## Texte fourni
____

2/  Hiroshi Sugimoto, Couleur Polarisée 032, 2010. © Rencontres Arles.

 


texte de Mireille Besnard, rédactrice pour FranceFineArt

 

Neuf panoramiques verticaux de grands formats (117x239 cm) se dressent, tels des stèles, sur les parois de cette salle longiforme de l’Espace Van Gogh. Sur chacune de ces images d’Hiroshi Sugimoto, on distingue une bande noire, une autre grise. Elles sont partagées par une ligne droite verticale plus ou moins prononcée.  Ici, et là une tâche, des trainées ou trouées lumineuses. L’espace d’exposition, maintenu dans la pénombre, évoque presque le déambulatoire d’une église. Les panoramiques montés sur caisse américaine à fond blanc rappellent quelque peu des vitraux. Dressés comme des stèles, ils ne manquent pas d’évoquer les sept toiles qu’a peintes Geneviève Asse en hommage au poète breton Victor Segalen ; un travail exposé aujourd’hui à Beaubourg. Un rapprochement peut-être pas si osé, s’il on songe à la fascination qu’exercent les paysages marins tant sur Asse que sur Sugimoto. Alors, Révolution serait-il un monument funéraire ? Aucun propos de l’artiste japonais ne permettrait aujourd’hui de l’affirmer.

Il s’agit bien, en revanche, de paysages marins, issus du travail de Seascapes des années 80-90 lorsque l’artiste parcourait les mers à la recherche d’un paysage que les premiers humains auraient pu voir, une sorte d’image immémoriale. Nocturnes, à l’inverse des images montrées auparavant, ces clichés révèlent le mouvement de la lune et des astres dans le ciel et son reflet sur la mer sur une durée de prise de vue pouvant aller jusqu’à trois heures. Restés inédits jusqu’à la fin 2012 et leur exposition au Brandhorst à Munich, Sugimoto en propose aujourd’hui une lecture inhabituelle, déroutante pour plus d’un. En retournant l’image, en renversant l’horizon  à 90°, l’artiste appelle à une révolution copernicienne, dont il ne révèle pourtant pas vraiment la teneur. Il semblerait s’agir non seulement d’accepter de penser autrement mais aussi de bouleverser la posture millénaire qu’a aujourd’hui l’homme sur terre.

Il est possible bien sûr de refuser la proposition de l’artiste, de rester gouverné par les lois de la pesanteur, les pieds rivés à la terre.  Pour beaucoup d’entre nous, en effet,  lors de la déambulation, la tête se tord immanquablement pour retrouver la vision originelle du paysage. La présence d’ailleurs de deux clichés initiaux aux extrémités de la salle, nous y invite presque. Ne serait-ce pas, alors, rejeter, consciemment ou pas, la possibilité de l’abstraction pour le médium photographique ?  Ou même, la possibilité de se dégager de notre enveloppe terrestre et de continuer à voir ? Somme toute, ceci n’est qu’une image, semble dire par ce geste de renversement, Hiroshi Sugimoto.

____

[Entrées d'un jeu de données de pointage]
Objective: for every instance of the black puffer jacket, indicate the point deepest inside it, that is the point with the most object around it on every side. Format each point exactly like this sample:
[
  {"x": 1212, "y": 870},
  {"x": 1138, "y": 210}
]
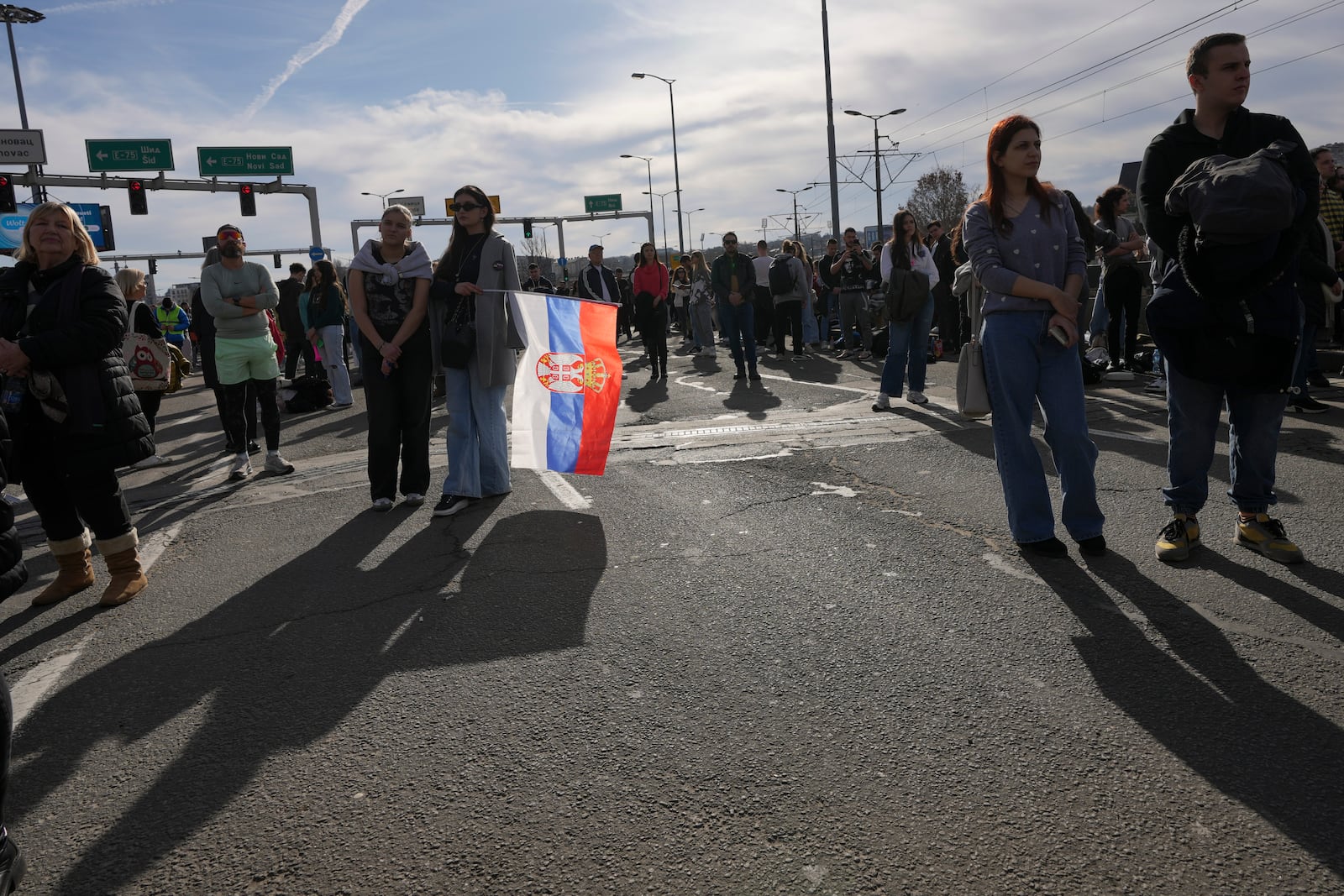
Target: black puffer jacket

____

## Exercices
1) Dans le texte sur Hiroshi Sugimoto, combien de temps peut durer la prise de vue des clichés nocturnes ?
2) Recopiez le passage du texte sur Hiroshi Sugimoto qui commence par « Il est possible » et se poursuit jusqu'à « renversement, Hiroshi Sugimoto. ».
Les données ne servent pas ici.

## Corrigés
1) Jusqu'à trois heures.

2)
Il est possible bien sûr de refuser la proposition de l’artiste, de rester gouverné par les lois de la pesanteur, les pieds rivés à la terre.  Pour beaucoup d’entre nous, en effet,  lors de la déambulation, la tête se tord immanquablement pour retrouver la vision originelle du paysage. La présence d’ailleurs de deux clichés initiaux aux extrémités de la salle, nous y invite presque. Ne serait-ce pas, alors, rejeter, consciemment ou pas, la possibilité de l’abstraction pour le médium photographique ?  Ou même, la possibilité de se dégager de notre enveloppe terrestre et de continuer à voir ? Somme toute, ceci n’est qu’une image, semble dire par ce geste de renversement, Hiroshi Sugimoto.